**TASK INSTRUCTIONS:** Please present the material below as a Markdown table with two columns, Row and Line, putting each non-blank line in its own numbered row and skipping blank lines. Leave the pictures out of the table.

──────────

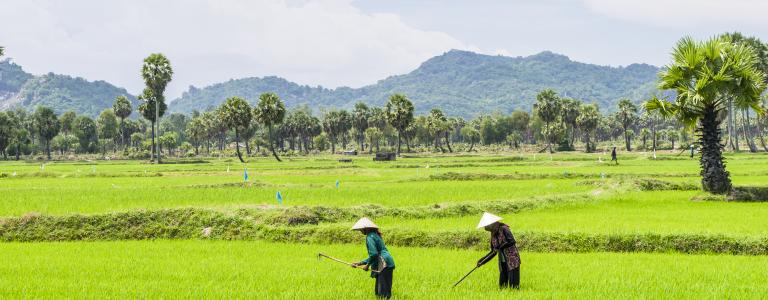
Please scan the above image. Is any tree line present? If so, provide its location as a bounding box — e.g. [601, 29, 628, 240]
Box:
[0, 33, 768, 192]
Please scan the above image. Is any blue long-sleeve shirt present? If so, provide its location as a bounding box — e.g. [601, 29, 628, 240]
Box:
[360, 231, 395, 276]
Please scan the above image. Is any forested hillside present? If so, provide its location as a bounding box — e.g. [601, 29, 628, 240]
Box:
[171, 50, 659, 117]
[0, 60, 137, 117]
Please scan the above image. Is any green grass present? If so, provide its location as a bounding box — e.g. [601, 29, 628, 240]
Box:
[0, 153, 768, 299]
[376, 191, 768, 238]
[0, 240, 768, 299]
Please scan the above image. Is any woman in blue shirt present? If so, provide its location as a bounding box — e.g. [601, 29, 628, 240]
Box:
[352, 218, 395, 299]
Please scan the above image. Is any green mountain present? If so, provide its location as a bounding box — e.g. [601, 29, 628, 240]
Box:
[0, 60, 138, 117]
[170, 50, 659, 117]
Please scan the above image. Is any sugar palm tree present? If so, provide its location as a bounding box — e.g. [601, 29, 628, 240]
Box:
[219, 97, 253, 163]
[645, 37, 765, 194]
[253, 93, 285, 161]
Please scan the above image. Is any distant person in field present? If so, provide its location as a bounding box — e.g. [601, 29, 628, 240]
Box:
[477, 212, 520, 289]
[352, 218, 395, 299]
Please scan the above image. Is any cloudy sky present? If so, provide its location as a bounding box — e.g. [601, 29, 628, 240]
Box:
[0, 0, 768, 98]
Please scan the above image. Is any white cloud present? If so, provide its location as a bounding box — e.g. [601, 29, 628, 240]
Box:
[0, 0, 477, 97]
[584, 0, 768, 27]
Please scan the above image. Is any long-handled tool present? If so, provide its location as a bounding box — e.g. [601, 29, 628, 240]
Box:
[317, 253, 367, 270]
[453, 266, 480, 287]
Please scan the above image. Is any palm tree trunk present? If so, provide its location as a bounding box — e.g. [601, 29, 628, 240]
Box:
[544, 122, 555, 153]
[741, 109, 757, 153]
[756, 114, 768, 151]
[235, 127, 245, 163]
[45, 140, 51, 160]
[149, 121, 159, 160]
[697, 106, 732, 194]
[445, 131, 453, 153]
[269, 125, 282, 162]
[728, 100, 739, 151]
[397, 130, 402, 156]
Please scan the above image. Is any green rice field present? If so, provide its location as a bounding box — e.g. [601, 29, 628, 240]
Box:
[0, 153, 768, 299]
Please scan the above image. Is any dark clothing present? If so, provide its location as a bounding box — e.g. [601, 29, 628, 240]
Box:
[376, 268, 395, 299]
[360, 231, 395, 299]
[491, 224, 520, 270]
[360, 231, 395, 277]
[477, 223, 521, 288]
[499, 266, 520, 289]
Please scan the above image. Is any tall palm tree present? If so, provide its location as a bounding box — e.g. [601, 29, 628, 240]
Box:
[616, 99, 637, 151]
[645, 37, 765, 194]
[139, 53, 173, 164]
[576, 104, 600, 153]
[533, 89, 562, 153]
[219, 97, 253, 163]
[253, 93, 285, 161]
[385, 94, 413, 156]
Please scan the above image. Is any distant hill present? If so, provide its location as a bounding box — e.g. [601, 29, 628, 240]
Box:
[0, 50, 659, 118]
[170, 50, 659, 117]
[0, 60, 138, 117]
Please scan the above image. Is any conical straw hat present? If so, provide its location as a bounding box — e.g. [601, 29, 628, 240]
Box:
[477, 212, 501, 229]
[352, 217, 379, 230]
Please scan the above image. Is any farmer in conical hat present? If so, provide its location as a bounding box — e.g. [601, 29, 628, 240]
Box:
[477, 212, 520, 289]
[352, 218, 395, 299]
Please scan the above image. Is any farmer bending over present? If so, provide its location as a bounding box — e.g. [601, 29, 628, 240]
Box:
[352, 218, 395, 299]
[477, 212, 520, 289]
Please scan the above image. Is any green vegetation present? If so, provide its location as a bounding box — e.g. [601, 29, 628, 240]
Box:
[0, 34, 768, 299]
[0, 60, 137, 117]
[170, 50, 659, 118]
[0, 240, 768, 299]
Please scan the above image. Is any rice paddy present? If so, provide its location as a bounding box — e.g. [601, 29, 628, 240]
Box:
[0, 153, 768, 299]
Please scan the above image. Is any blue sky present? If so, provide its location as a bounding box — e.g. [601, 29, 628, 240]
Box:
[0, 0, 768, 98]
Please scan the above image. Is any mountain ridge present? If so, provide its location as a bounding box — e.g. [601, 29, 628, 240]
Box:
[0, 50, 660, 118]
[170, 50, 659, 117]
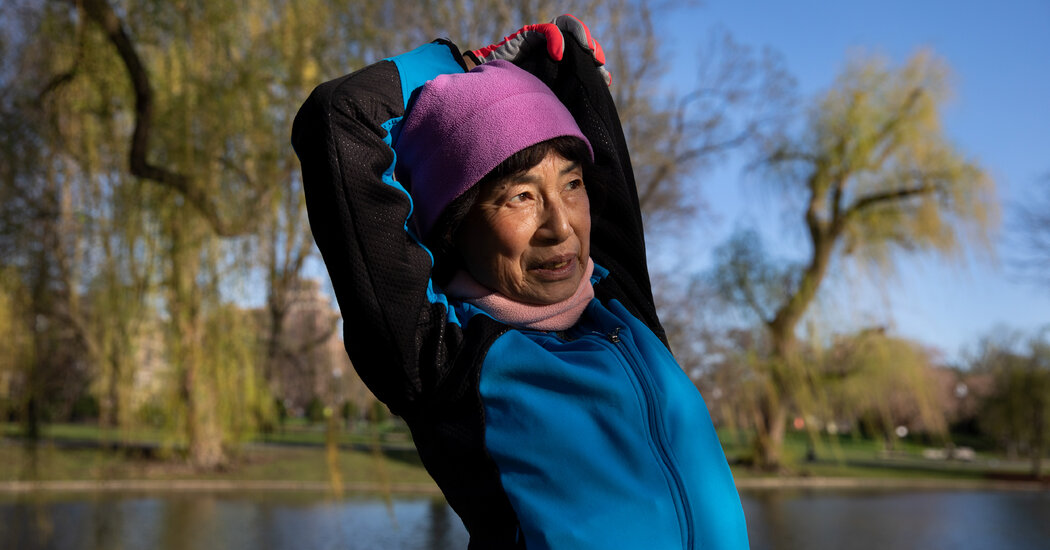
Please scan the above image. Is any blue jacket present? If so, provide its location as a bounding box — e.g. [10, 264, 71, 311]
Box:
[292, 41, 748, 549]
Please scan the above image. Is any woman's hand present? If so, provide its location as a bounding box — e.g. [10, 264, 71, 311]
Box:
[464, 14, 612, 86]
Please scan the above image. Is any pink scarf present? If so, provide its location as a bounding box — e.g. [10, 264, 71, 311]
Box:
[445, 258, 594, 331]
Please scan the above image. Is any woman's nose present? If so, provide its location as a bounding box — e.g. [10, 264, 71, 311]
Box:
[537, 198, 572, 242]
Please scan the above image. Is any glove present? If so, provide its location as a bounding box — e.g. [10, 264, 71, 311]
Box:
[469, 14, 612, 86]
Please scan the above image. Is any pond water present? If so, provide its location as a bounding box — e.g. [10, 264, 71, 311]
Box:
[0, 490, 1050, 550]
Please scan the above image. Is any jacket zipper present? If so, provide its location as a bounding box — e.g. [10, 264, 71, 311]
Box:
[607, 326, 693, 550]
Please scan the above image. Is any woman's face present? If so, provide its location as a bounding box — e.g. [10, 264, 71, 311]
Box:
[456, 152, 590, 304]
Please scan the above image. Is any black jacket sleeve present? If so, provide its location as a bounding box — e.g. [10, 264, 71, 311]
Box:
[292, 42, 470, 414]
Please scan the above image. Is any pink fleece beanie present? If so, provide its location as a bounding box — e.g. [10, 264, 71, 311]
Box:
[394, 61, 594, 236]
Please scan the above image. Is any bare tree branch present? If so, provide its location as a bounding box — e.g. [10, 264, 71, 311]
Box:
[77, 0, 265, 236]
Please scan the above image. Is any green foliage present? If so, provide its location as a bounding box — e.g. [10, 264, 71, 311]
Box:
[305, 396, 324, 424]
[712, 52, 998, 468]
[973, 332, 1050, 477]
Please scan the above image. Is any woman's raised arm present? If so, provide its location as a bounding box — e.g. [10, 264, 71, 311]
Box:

──────────

**OUTPUT BELOW:**
| Row | Line |
|---|---|
| 1 | Please scan the above image. Is any tree line present? If so, provide its location as a bounding box — e.g. [601, 29, 628, 240] |
| 2 | Box: |
| 3 | [0, 33, 768, 192] |
| 4 | Please scan the above image. Is any blue long-sleeve shirt present? If so, provide its location as a bounding box — e.g. [601, 29, 628, 240] |
| 5 | Box: |
| 6 | [360, 231, 395, 276] |
| 7 | Please scan the above image. Is any forested hillside present? If so, provide its location as a bounding box — e.g. [601, 29, 628, 240] |
| 8 | Box: |
| 9 | [171, 50, 659, 117] |
| 10 | [0, 60, 137, 117] |
| 11 | Please scan the above image. Is any green grass present? If so, provide its location as a bounding box — e.g. [601, 29, 628, 240] |
| 12 | Box: |
| 13 | [0, 153, 768, 299] |
| 14 | [376, 191, 768, 238] |
| 15 | [0, 240, 768, 299] |
| 16 | Please scan the above image. Is any woman in blue shirt present? If so, provide its location as a bounding box — e.g. [601, 29, 628, 240] |
| 17 | Box: |
| 18 | [352, 218, 395, 299] |
| 19 | Please scan the above image. Is any green mountain present? If so, provide its location as a bounding box — e.g. [601, 29, 628, 240] |
| 20 | Box: |
| 21 | [0, 60, 138, 117] |
| 22 | [170, 50, 659, 117] |
| 23 | Please scan the above image. Is any sugar palm tree present? If so, provide its location as a bounding box — e.g. [601, 29, 628, 240] |
| 24 | Box: |
| 25 | [219, 97, 253, 163] |
| 26 | [645, 37, 765, 194] |
| 27 | [253, 93, 285, 161] |
| 28 | Please scan the above image. Is any distant person in field present? If so, provide its location as a bounding box — e.g. [601, 29, 628, 240] |
| 29 | Box: |
| 30 | [477, 212, 520, 289] |
| 31 | [352, 218, 395, 299] |
| 32 | Please scan the above image. Is any cloudy sky present? If so, provide its location as a bounding box — e.g. [601, 29, 628, 240] |
| 33 | Box: |
| 34 | [0, 0, 768, 98] |
| 35 | Please scan the above image. Is any white cloud present? If so, provide its location as a bounding box — e.g. [601, 29, 628, 240] |
| 36 | Box: |
| 37 | [0, 0, 477, 97] |
| 38 | [584, 0, 768, 27] |
| 39 | Please scan the above image. Is any long-handled tool present? If so, provide its location as a bounding box — e.g. [601, 29, 628, 240] |
| 40 | Box: |
| 41 | [317, 253, 367, 270] |
| 42 | [453, 266, 480, 287] |
| 43 | Please scan the above image. Is any palm tree trunk present? If so, provide its location as a bounding box — e.g. [601, 29, 628, 240] |
| 44 | Box: |
| 45 | [544, 122, 555, 153] |
| 46 | [741, 109, 757, 153] |
| 47 | [756, 114, 768, 151] |
| 48 | [235, 127, 245, 163] |
| 49 | [45, 140, 51, 160] |
| 50 | [149, 121, 159, 160] |
| 51 | [697, 106, 732, 194] |
| 52 | [445, 131, 453, 153] |
| 53 | [269, 125, 282, 162] |
| 54 | [728, 100, 739, 151] |
| 55 | [397, 130, 402, 156] |
| 56 | Please scan the above image. Is any green rice field present? If so, provide its location as a bounding box — e.g. [601, 29, 628, 240] |
| 57 | Box: |
| 58 | [0, 153, 768, 299] |
| 59 | Please scan the above image. Is any dark clothing present? If so, provide its location as a bounding box — e.g. [601, 29, 628, 240] |
| 60 | Box: |
| 61 | [376, 268, 395, 299] |
| 62 | [360, 231, 395, 299] |
| 63 | [491, 224, 520, 270] |
| 64 | [360, 231, 395, 277] |
| 65 | [477, 223, 521, 288] |
| 66 | [499, 266, 520, 289] |
| 67 | Please scan the above image. Is any tall palm tree present? If so, provide its location as a bounding box — e.g. [601, 29, 628, 240] |
| 68 | Box: |
| 69 | [616, 99, 637, 151] |
| 70 | [645, 37, 765, 194] |
| 71 | [139, 53, 173, 164] |
| 72 | [576, 104, 600, 153] |
| 73 | [533, 89, 562, 153] |
| 74 | [219, 97, 253, 163] |
| 75 | [253, 93, 285, 161] |
| 76 | [385, 94, 413, 156] |
| 77 | Please scan the above image. Is any distant hill present? If so, provide its location as a bounding box — e.g. [601, 29, 628, 240] |
| 78 | Box: |
| 79 | [0, 50, 659, 118] |
| 80 | [170, 50, 659, 117] |
| 81 | [0, 60, 138, 117] |
| 82 | Please scan the above image. Is any conical straw hat present? If so, provide its location as a bounding box — e.g. [601, 29, 628, 240] |
| 83 | Box: |
| 84 | [477, 212, 501, 229] |
| 85 | [352, 217, 379, 230] |
| 86 | Please scan the above image. Is any farmer in conical hat present? If so, provide its location as a bounding box — e.g. [601, 29, 628, 240] |
| 87 | Box: |
| 88 | [477, 212, 520, 289] |
| 89 | [352, 218, 395, 299] |
| 90 | Please scan the above image. Is any farmer bending over present? If so, provide its location as a bounding box — e.g. [601, 29, 628, 240] |
| 91 | Box: |
| 92 | [352, 218, 395, 299] |
| 93 | [477, 212, 520, 289] |
| 94 | Please scan the above image. Is any green vegetation present? If so, provide its location as a bounding box — e.g. [601, 29, 628, 240] |
| 95 | Box: |
| 96 | [0, 34, 768, 299] |
| 97 | [0, 60, 137, 117] |
| 98 | [170, 50, 659, 118] |
| 99 | [0, 240, 768, 299] |
| 100 | Please scan the above image. Is any rice paddy present? If so, provide its location as a bounding box — e.g. [601, 29, 628, 240] |
| 101 | Box: |
| 102 | [0, 153, 768, 299] |
| 103 | Please scan the above image. Is any blue sky present? If so, provide its location as a bounding box — e.g. [601, 29, 628, 240] |
| 104 | Box: |
| 105 | [0, 0, 768, 98] |
| 106 | Please scan the above image. Is any mountain ridge present? If so, provide its location as a bounding box — e.g. [601, 29, 628, 240] |
| 107 | Box: |
| 108 | [0, 50, 660, 118] |
| 109 | [170, 50, 659, 117] |
| 110 | Please scan the above image. Is any blue jacket present? If so, provide its location as a bounding box — e.g. [10, 264, 71, 311] |
| 111 | Box: |
| 112 | [292, 41, 748, 549] |
| 113 | Please scan the above image. Is any woman's hand present? If so, provide its location as a bounding box — e.g. [10, 264, 71, 311] |
| 114 | Box: |
| 115 | [464, 14, 612, 86] |
| 116 | Please scan the above image. Is any pink scarf present? If so, provide its location as a bounding box — e.g. [10, 264, 71, 311] |
| 117 | Box: |
| 118 | [445, 258, 594, 331] |
| 119 | Please scan the above image. Is any woman's nose present? If so, provide its location as a bounding box — e.g. [10, 264, 71, 311] |
| 120 | Box: |
| 121 | [537, 198, 572, 242] |
| 122 | Please scan the above image. Is any glove present? If so, provide its location as a bounding box — e.g. [10, 264, 71, 311] |
| 123 | Box: |
| 124 | [469, 14, 612, 86] |
| 125 | Please scan the above image. Is any pond water present? If so, provide its location as a bounding box — e.g. [10, 264, 71, 311] |
| 126 | Box: |
| 127 | [0, 490, 1050, 550] |
| 128 | Please scan the above image. Is any jacket zipper present? If so, provide its location as a bounding box — e.g. [10, 264, 71, 311] |
| 129 | Box: |
| 130 | [607, 326, 693, 550] |
| 131 | Please scan the above image. Is any woman's face present? If so, provide its location as a bounding box — e.g. [10, 264, 71, 311] |
| 132 | Box: |
| 133 | [456, 152, 590, 304] |
| 134 | Please scan the above image. Is any black jacket sleeve present? If so, provide its location as a bounding box — e.g. [10, 264, 71, 311] |
| 135 | Box: |
| 136 | [292, 42, 470, 414] |
| 137 | Please scan the above image. Is any pink fleece beanie present? If so, provide its location as a bounding box — e.g. [10, 264, 71, 311] |
| 138 | Box: |
| 139 | [394, 61, 594, 236] |
| 140 | Please scan the above image. Is any bare tree branch present? If so, provide its location as a bounding box — e.g. [10, 264, 71, 311] |
| 141 | Box: |
| 142 | [77, 0, 265, 236] |
| 143 | Please scan the above image. Is any green foliage present? If so, provide its location as a bounding box — e.g. [10, 264, 71, 311] |
| 144 | Box: |
| 145 | [305, 396, 324, 424] |
| 146 | [712, 52, 998, 468] |
| 147 | [973, 332, 1050, 477] |
| 148 | Please scan the above image. Is any woman's raised arm present? If so, provide its location as a bounding box — e.g. [10, 264, 71, 311] |
| 149 | Box: |